- **WHAT TO DO**
Copy out the items from the start through the line containing "column 436, row 122", substituting "locate" for each occurrence of "indicate" and leaving everything else as it is.

- **DATA TO USE**
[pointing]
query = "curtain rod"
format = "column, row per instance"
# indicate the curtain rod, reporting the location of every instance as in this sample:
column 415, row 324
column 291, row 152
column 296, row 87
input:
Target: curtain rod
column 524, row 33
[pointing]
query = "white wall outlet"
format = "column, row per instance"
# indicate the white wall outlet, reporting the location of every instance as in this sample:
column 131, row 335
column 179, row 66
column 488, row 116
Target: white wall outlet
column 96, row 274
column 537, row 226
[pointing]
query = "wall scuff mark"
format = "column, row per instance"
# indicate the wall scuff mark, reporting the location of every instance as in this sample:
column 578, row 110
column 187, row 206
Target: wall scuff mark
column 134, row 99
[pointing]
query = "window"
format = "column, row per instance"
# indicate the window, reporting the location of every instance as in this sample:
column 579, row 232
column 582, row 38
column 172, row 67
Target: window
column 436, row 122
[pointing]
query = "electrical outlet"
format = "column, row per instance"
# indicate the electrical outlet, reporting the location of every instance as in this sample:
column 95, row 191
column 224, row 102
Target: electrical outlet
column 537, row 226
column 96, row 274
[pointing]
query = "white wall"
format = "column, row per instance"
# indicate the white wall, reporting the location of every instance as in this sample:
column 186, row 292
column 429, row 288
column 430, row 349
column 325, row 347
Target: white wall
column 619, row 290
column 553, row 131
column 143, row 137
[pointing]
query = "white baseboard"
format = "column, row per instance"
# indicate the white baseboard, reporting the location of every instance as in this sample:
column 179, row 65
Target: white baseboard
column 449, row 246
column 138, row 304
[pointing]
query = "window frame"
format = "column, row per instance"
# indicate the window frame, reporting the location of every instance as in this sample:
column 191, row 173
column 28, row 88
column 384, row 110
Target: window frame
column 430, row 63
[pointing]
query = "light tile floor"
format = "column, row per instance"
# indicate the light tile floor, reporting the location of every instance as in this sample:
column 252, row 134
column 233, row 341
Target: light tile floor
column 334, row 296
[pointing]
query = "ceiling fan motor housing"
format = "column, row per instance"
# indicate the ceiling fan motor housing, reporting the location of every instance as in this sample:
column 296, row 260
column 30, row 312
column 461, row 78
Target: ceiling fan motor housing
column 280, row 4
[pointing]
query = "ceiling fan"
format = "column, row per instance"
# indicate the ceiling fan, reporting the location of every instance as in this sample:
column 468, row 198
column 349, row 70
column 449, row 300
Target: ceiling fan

- **RESULT**
[pointing]
query = "curtain rod"
format = "column, row per instance"
# locate the curtain rod, reporting the location of every instance as in this sample:
column 415, row 324
column 291, row 152
column 296, row 87
input:
Target: curtain rod
column 524, row 33
[pointing]
query = "white wall outlet"
format = "column, row per instance"
# locate the white wall outlet, reporting the location of every instance as in this sample:
column 131, row 335
column 179, row 66
column 488, row 116
Target: white wall outlet
column 96, row 274
column 537, row 226
[pointing]
query = "wall scuff mark"
format = "column, row per instance"
# locate the wall scuff mark, reporting the location of every instance as in this sample:
column 578, row 110
column 187, row 206
Target: wall scuff mark
column 134, row 99
[pointing]
query = "window"
format = "column, row per instance"
# locate the window, reporting the location of every instance as in this sample:
column 579, row 232
column 582, row 38
column 172, row 67
Target: window
column 436, row 122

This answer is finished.